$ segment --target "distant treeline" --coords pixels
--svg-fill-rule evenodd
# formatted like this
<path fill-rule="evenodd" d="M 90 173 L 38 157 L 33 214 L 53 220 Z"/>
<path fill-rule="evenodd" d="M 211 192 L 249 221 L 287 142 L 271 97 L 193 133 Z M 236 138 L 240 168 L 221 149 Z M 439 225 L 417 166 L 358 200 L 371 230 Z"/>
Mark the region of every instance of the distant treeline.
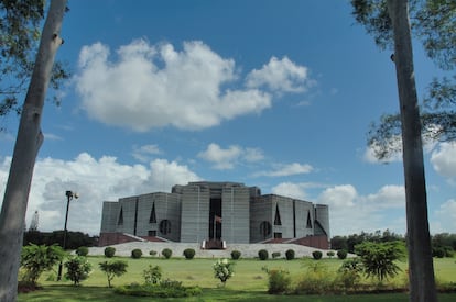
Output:
<path fill-rule="evenodd" d="M 406 235 L 395 234 L 389 230 L 383 232 L 376 231 L 373 233 L 352 234 L 348 236 L 334 236 L 330 239 L 330 247 L 333 249 L 345 249 L 349 253 L 355 253 L 355 246 L 362 242 L 386 243 L 403 241 L 406 242 Z M 433 248 L 433 256 L 435 257 L 453 257 L 456 251 L 456 234 L 439 233 L 431 236 L 431 244 Z"/>
<path fill-rule="evenodd" d="M 53 245 L 63 246 L 64 231 L 40 232 L 26 231 L 24 232 L 23 245 Z M 98 246 L 98 236 L 90 236 L 82 232 L 67 232 L 66 249 L 76 249 L 79 246 Z"/>

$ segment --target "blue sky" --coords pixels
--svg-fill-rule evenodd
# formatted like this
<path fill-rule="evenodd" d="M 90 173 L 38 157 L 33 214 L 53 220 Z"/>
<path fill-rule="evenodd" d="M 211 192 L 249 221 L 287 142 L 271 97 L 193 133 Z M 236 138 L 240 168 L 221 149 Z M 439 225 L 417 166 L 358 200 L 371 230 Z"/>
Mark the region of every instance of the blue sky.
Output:
<path fill-rule="evenodd" d="M 369 124 L 398 111 L 394 65 L 348 1 L 69 1 L 26 223 L 97 234 L 102 201 L 236 181 L 329 204 L 332 235 L 404 234 L 400 156 L 378 163 Z M 415 45 L 419 96 L 439 74 Z M 2 123 L 0 192 L 17 120 Z M 456 145 L 427 144 L 432 233 L 456 233 Z"/>

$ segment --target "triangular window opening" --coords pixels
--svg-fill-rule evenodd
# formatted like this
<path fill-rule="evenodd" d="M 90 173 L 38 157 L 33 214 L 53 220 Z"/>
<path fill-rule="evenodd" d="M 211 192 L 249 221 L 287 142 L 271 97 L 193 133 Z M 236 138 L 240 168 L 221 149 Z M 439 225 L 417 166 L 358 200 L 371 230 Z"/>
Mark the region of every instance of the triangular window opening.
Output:
<path fill-rule="evenodd" d="M 307 211 L 307 228 L 312 228 L 311 211 Z"/>
<path fill-rule="evenodd" d="M 117 221 L 118 225 L 123 224 L 123 209 L 120 208 L 120 214 L 119 214 L 119 220 Z"/>
<path fill-rule="evenodd" d="M 151 210 L 151 216 L 149 217 L 149 223 L 156 223 L 155 202 L 152 203 L 152 210 Z"/>
<path fill-rule="evenodd" d="M 279 204 L 275 204 L 274 225 L 282 225 L 282 221 L 280 219 L 280 212 L 279 212 Z"/>

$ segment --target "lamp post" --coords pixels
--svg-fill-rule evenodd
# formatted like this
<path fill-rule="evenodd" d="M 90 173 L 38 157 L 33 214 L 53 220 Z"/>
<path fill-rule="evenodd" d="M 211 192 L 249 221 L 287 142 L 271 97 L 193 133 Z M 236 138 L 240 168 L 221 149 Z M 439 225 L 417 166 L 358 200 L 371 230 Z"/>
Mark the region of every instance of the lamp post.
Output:
<path fill-rule="evenodd" d="M 65 194 L 66 194 L 67 202 L 66 202 L 66 214 L 65 214 L 65 226 L 64 226 L 64 242 L 62 246 L 64 250 L 66 248 L 66 234 L 67 234 L 66 224 L 68 222 L 69 201 L 72 201 L 73 198 L 77 199 L 79 197 L 77 193 L 72 192 L 72 191 L 66 191 Z M 57 276 L 57 281 L 61 281 L 61 280 L 62 280 L 62 261 L 58 265 L 58 276 Z"/>

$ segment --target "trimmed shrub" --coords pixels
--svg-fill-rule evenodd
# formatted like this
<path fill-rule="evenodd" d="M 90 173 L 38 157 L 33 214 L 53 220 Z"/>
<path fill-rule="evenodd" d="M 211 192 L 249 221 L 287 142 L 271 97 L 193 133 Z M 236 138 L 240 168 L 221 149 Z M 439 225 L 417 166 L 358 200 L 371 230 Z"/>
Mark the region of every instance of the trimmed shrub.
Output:
<path fill-rule="evenodd" d="M 105 257 L 112 258 L 115 254 L 116 248 L 113 248 L 112 246 L 108 246 L 107 248 L 105 248 Z"/>
<path fill-rule="evenodd" d="M 166 259 L 170 259 L 171 256 L 173 255 L 173 251 L 170 248 L 163 248 L 162 250 L 162 255 L 163 257 L 165 257 Z"/>
<path fill-rule="evenodd" d="M 188 260 L 191 260 L 191 259 L 193 259 L 193 257 L 195 257 L 195 249 L 193 249 L 193 248 L 186 248 L 186 249 L 184 249 L 184 256 L 185 256 L 185 259 L 188 259 Z"/>
<path fill-rule="evenodd" d="M 315 260 L 322 259 L 323 253 L 319 250 L 312 251 L 312 257 L 314 257 Z"/>
<path fill-rule="evenodd" d="M 279 257 L 280 257 L 280 251 L 273 251 L 273 253 L 271 254 L 271 256 L 272 256 L 272 258 L 273 258 L 273 259 L 276 259 L 276 258 L 279 258 Z"/>
<path fill-rule="evenodd" d="M 347 258 L 347 250 L 345 249 L 339 249 L 337 250 L 337 258 L 339 258 L 340 260 L 344 260 Z"/>
<path fill-rule="evenodd" d="M 88 278 L 91 271 L 91 265 L 85 257 L 72 257 L 65 262 L 65 277 L 73 281 L 73 284 L 78 286 L 80 281 Z"/>
<path fill-rule="evenodd" d="M 76 249 L 76 255 L 80 257 L 86 257 L 88 255 L 88 247 L 87 246 L 79 246 Z"/>
<path fill-rule="evenodd" d="M 268 273 L 268 292 L 284 293 L 287 292 L 291 287 L 291 277 L 287 270 L 283 269 L 265 269 Z"/>
<path fill-rule="evenodd" d="M 159 266 L 149 265 L 148 269 L 142 271 L 145 284 L 158 284 L 162 280 L 162 268 Z"/>
<path fill-rule="evenodd" d="M 294 259 L 294 250 L 293 249 L 287 249 L 285 251 L 285 257 L 286 257 L 286 260 L 293 260 Z"/>
<path fill-rule="evenodd" d="M 142 256 L 142 250 L 139 248 L 134 248 L 133 250 L 131 250 L 131 258 L 133 259 L 139 259 Z"/>
<path fill-rule="evenodd" d="M 258 257 L 260 258 L 260 260 L 267 260 L 269 257 L 269 253 L 265 249 L 260 249 L 258 251 Z"/>
<path fill-rule="evenodd" d="M 231 259 L 238 260 L 240 258 L 241 253 L 239 250 L 232 250 L 231 251 Z"/>

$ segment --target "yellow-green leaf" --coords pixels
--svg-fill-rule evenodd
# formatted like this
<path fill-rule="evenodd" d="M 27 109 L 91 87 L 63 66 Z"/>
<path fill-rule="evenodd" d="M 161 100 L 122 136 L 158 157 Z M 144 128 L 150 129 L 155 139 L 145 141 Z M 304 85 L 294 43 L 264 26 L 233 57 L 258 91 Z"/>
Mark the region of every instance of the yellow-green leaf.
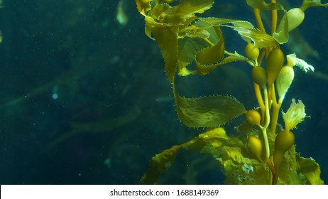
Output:
<path fill-rule="evenodd" d="M 189 127 L 219 127 L 245 113 L 243 104 L 227 96 L 187 98 L 176 95 L 177 112 Z"/>
<path fill-rule="evenodd" d="M 148 170 L 143 174 L 139 183 L 143 185 L 155 184 L 161 173 L 170 166 L 181 146 L 173 146 L 171 149 L 163 151 L 151 158 Z"/>
<path fill-rule="evenodd" d="M 143 16 L 146 16 L 148 11 L 151 9 L 151 0 L 136 0 L 138 11 Z"/>
<path fill-rule="evenodd" d="M 275 39 L 279 44 L 283 44 L 288 41 L 288 18 L 287 17 L 287 12 L 285 11 L 285 14 L 280 21 L 279 28 L 277 33 L 273 33 L 273 38 Z"/>
<path fill-rule="evenodd" d="M 264 0 L 246 0 L 247 4 L 252 8 L 260 10 L 282 10 L 282 5 L 276 3 L 267 4 Z"/>
<path fill-rule="evenodd" d="M 298 157 L 298 162 L 301 172 L 305 176 L 310 184 L 324 184 L 324 181 L 320 178 L 320 168 L 314 159 Z"/>

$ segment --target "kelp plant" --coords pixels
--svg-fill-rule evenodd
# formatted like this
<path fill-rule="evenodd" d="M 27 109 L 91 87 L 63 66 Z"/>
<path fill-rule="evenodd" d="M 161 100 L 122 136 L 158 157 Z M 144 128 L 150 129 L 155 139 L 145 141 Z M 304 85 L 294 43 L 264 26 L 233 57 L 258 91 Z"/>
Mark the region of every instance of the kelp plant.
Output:
<path fill-rule="evenodd" d="M 294 79 L 294 66 L 305 72 L 314 70 L 295 53 L 285 56 L 280 45 L 302 23 L 305 9 L 328 6 L 320 1 L 303 0 L 300 8 L 286 11 L 275 0 L 246 0 L 253 11 L 255 28 L 246 21 L 196 16 L 212 8 L 214 0 L 136 0 L 138 10 L 145 17 L 146 34 L 157 41 L 162 52 L 179 119 L 187 127 L 207 129 L 153 157 L 141 183 L 155 183 L 181 148 L 214 158 L 226 175 L 226 184 L 324 183 L 315 160 L 295 152 L 290 130 L 308 117 L 302 101 L 292 100 L 288 110 L 282 112 L 284 127 L 278 124 L 282 103 Z M 270 12 L 270 32 L 262 21 L 263 11 Z M 227 51 L 222 28 L 234 29 L 246 41 L 245 56 Z M 234 61 L 252 68 L 250 75 L 258 108 L 246 111 L 235 98 L 226 95 L 188 98 L 177 92 L 177 72 L 179 76 L 204 75 Z M 195 67 L 191 69 L 192 63 Z M 226 134 L 222 125 L 241 114 L 246 115 L 246 121 L 235 128 L 240 136 Z"/>

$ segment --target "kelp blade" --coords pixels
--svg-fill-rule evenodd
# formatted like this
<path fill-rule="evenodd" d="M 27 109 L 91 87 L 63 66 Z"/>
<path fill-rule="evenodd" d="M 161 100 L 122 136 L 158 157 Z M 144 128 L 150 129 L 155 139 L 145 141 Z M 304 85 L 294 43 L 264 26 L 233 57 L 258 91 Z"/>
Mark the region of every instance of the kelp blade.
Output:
------------
Rewrite the listing from its first line through the line containing "406 235 L 395", putting "far tree line" wherever "distant treeline" appears and leaving everything else unchanged. Leave the pictures out of your answer.

*FINISHED EXERCISE:*
$ segment --target "far tree line" --coords pixels
--svg-fill-rule evenodd
# formatted like this
<path fill-rule="evenodd" d="M 90 173 L 38 157 L 33 214 L 53 220 Z"/>
<path fill-rule="evenodd" d="M 211 192 L 249 221 L 287 142 L 271 97 L 193 133 Z M 236 138 L 240 168 L 221 149 Z M 439 225 L 417 166 L 358 200 L 371 230 Z"/>
Mark the region of every instance of the far tree line.
Output:
<path fill-rule="evenodd" d="M 406 235 L 395 234 L 389 230 L 383 232 L 376 231 L 373 233 L 352 234 L 348 236 L 334 236 L 330 239 L 330 247 L 333 249 L 345 249 L 349 253 L 355 253 L 355 246 L 362 242 L 386 243 L 403 241 L 406 242 Z M 433 248 L 433 256 L 435 257 L 453 257 L 456 251 L 456 234 L 439 233 L 431 236 L 431 244 Z"/>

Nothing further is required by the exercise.